▶ [What is expected]:
Make an exact copy of the entries that come next.

▶ [Provided data]:
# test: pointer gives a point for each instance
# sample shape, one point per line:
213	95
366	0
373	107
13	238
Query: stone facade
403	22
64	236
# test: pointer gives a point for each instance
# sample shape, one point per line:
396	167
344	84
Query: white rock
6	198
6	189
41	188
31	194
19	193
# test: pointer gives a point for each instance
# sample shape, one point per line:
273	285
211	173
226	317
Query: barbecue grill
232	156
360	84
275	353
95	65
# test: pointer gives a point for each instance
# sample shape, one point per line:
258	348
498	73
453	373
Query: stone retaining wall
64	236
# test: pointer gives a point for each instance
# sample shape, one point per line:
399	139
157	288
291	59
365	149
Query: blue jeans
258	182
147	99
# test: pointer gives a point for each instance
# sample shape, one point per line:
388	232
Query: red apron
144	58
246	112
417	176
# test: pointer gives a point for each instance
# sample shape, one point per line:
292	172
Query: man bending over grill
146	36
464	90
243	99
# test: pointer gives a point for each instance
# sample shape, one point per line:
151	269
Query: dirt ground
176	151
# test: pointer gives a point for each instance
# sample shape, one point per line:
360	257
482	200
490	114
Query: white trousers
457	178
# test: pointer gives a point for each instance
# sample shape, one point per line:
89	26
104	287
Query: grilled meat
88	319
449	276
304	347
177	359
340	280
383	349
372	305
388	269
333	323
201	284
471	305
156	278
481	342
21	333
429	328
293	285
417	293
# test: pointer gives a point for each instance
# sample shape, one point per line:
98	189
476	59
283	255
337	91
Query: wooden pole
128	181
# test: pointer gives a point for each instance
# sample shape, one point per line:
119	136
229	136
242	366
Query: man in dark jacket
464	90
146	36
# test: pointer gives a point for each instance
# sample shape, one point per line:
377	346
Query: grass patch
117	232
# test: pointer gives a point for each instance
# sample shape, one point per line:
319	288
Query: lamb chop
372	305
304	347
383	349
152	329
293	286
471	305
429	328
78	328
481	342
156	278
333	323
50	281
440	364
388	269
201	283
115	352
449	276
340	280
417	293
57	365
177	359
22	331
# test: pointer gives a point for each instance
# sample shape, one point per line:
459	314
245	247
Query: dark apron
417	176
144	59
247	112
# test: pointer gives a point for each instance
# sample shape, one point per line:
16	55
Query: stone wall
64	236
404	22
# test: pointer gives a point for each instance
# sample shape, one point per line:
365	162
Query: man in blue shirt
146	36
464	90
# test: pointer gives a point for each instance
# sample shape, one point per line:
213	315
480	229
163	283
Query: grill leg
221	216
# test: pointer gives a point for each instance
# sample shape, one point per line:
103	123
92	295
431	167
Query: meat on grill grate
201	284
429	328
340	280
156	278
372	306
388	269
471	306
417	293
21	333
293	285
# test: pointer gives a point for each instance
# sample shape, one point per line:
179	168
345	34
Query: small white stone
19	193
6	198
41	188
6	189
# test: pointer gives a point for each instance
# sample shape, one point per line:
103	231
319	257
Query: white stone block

▶ [Task output]:
# test: pointer gives a point for each instance
# sample shape, one point per line:
213	95
366	0
373	107
13	238
Query: stone facade
403	22
64	236
# test: pointer gives a point for each instance
# sample shape, one point per line:
396	167
344	84
Query: white rock
6	198
6	189
41	188
31	194
19	193
# test: pointer gives a point for each instance
# sample shape, one point per line:
273	285
211	173
226	317
Query: barbecue grill
232	156
360	84
275	353
95	65
# test: pointer gives a point for each instance
# sample shape, one point per line:
258	348
498	73
453	373
Query: stone retaining wall
64	236
# test: pointer gives a point for each instance
# sample shape, one point per line:
399	139
157	288
291	59
365	149
Query: blue jeans
258	182
147	99
# test: pointer gives a point for each instance
# sample shape, one point per line:
388	232
Query: red apron
144	58
246	112
417	176
# test: pointer gives a point for each instance
# sample shape, one point per line:
292	172
Query: man bending over grill
146	36
464	90
243	99
# test: pointer gives a point for each instance
# sample shape, one point per line:
151	269
Query: dirt ground
176	151
# test: pointer gives a point for each instance
# sample shape, one point per line:
360	257
482	200
490	114
Query: white trousers
457	178
# test: pointer gives a point for each instance
# sample shape, one point per line:
89	26
104	287
Query: grilled meat
88	319
449	276
304	347
177	359
340	280
383	349
372	305
388	269
333	323
201	284
471	305
156	278
481	342
21	333
429	328
293	285
417	293
# test: pointer gives a point for each instance
# sample shape, one point per line:
98	189
476	59
283	255
337	91
Query: wooden pole
128	181
# test: pointer gives a point for each instance
# sample shape, one point per line:
119	136
229	136
242	366
Query: man in dark jacket
464	90
146	36
# test: pointer gives a point for each instance
# sample shape, one point per line:
377	346
Query: grass patch
117	232
# test: pointer gives a point for each instance
# sample shape, one point per line:
319	288
Query: lamb chop
372	305
304	347
383	349
152	329
293	286
471	305
429	328
78	328
481	342
156	278
333	323
50	281
440	364
388	269
201	283
115	352
449	276
340	280
417	293
57	365
177	359
22	331
# test: pointer gives a point for each instance
# sample shape, one point per line:
459	314
245	247
Query: dark apron
417	176
144	59
247	112
# test: pointer gives a point for each instance
# sample shape, one point per line:
16	55
Query: stone wall
64	236
404	22
# test: pointer gives a point for each instance
# sample shape, one point per line:
365	162
Query: man in blue shirt
146	36
464	90
# test: pointer gives a point for each instance
# sample shape, one point per line:
213	315
480	229
163	283
Query: grill leg
221	216
# test: pointer gives a point for each instance
# sample shape, one point per line:
103	123
92	295
431	167
Query: meat on grill grate
201	284
429	328
340	280
156	278
372	306
388	269
471	306
417	293
21	333
293	285
# test: pointer gives a point for each instance
# sample shape, one point per line:
179	168
345	34
Query: small white stone
19	193
6	198
41	188
6	189
# test: pointer gives a point for each instance
# sample shape, one point per line:
103	231
319	257
Query: white stone block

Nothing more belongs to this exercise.